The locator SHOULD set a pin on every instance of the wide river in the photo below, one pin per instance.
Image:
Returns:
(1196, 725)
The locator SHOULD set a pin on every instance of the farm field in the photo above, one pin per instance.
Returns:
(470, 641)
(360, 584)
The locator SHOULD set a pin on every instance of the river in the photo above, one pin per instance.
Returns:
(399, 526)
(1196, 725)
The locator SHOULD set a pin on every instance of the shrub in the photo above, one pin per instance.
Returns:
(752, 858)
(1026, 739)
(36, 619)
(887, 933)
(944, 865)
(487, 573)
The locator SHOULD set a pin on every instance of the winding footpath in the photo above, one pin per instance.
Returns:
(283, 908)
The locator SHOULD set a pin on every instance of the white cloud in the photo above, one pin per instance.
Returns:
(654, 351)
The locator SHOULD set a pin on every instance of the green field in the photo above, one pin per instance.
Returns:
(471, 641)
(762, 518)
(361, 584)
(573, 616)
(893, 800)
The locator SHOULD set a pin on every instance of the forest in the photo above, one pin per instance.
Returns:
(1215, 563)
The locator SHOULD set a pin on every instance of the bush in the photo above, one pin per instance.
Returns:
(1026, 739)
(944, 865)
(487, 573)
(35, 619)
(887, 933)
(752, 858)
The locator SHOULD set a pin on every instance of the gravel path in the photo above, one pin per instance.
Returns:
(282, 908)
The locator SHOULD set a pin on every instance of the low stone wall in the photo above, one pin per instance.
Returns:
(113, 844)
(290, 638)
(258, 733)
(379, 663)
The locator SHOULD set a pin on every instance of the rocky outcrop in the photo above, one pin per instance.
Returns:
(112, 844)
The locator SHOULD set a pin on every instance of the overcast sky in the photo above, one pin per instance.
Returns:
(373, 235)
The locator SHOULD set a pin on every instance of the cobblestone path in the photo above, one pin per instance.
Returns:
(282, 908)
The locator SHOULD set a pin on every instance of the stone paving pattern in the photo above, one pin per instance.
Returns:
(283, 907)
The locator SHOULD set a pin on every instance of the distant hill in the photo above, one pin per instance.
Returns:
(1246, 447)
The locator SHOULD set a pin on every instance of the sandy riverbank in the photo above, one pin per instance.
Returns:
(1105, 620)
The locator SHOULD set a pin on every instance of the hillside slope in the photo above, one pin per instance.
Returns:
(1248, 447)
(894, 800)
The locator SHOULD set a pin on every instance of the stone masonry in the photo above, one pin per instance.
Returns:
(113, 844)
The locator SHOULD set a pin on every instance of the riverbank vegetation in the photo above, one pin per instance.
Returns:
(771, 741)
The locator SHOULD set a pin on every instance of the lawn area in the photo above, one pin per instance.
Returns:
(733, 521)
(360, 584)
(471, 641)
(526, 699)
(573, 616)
◆ ◆ ◆ ◆
--- WORK TO COMPLETE ---
Retype every one of the records above verbatim, keeping each line and its order unchanged.

--- FULL RESPONSE ---
The locator SHOULD set a pin on every instance of the wide river in the photo below, one pin per instance.
Image:
Returns:
(1196, 725)
The locator SHOULD set a pin on every instance of the farm field in the photo above, one pin per instance.
Returns:
(470, 641)
(360, 584)
The locator SHOULD set a pin on every instance of the river in the photo above, one pin per instance.
Returns:
(399, 526)
(1196, 725)
The locator SHOULD set a pin on every instance of the shrub in the photo above, one pin per instance.
Returns:
(752, 858)
(1026, 739)
(36, 619)
(887, 933)
(944, 865)
(487, 573)
The locator SHOULD set a pin on every instance of the winding footpath in the photo above, one pin per instance.
Returns:
(283, 908)
The locator SHOULD set a pin on every instance of the white cloud in the photo above, one pin per instance.
Returns:
(654, 351)
The locator SHOULD set a pin on every instance of the green field in the photo above, one pin per instance.
Returns:
(471, 641)
(762, 518)
(361, 584)
(573, 616)
(893, 800)
The locator SHOULD set a pin on every instance of the forest in the photo above, one pin per instance.
Returns:
(1215, 563)
The locator SHOULD set a pin on every instance of the bush in the photo above, one pin per instance.
Returns:
(1026, 739)
(944, 865)
(487, 573)
(35, 619)
(887, 933)
(752, 858)
The locator SHOULD set a pin on every instance of the gravel path in the photo above, one pin per instance.
Returns:
(282, 908)
The locator SHOULD set a pin on every instance of the low stone wall in the photo above, one pin per instance.
Returns:
(113, 844)
(290, 638)
(258, 733)
(379, 663)
The locator SHOULD set a pin on every instance of the rocky outcrop in the photo above, one pin per instance.
Returns:
(112, 844)
The locator SHOULD set a pin on every instance of the overcast sky in the photo above, one pin per instance.
Returns:
(373, 235)
The locator SHOULD set a pin on every instance of the cobblestone path in the photo above, one pin per instance.
Returns:
(282, 908)
The locator SHOULD set a pin on every instance of the stone paving pattern in the photo above, one pin per instance.
Returns:
(283, 907)
The locator SHOULD set a pin on every instance of the distant hill in the photo above, one pin per instance.
Returns:
(1246, 447)
The locator SHOULD set a pin on every instance of the sandy riverbank in the photo above, one pin per instance.
Returns:
(1105, 620)
The locator SHOULD set a pin on every instance of the hillside slope in the photo above, one pin per instance.
Returns:
(1248, 447)
(894, 800)
The locator SHOULD set a pin on every instance of the stone masonry in the photo above, one pin per instance.
Returns:
(113, 844)
The locator SHOULD set a pin on every instance of the riverbank vegetation in the photo above, one pin per instance.
Returns:
(771, 741)
The locator SHOULD set a pin on every instance of the lawn area in the photo above, one pin per instance.
Returns:
(733, 521)
(360, 584)
(471, 641)
(526, 699)
(573, 616)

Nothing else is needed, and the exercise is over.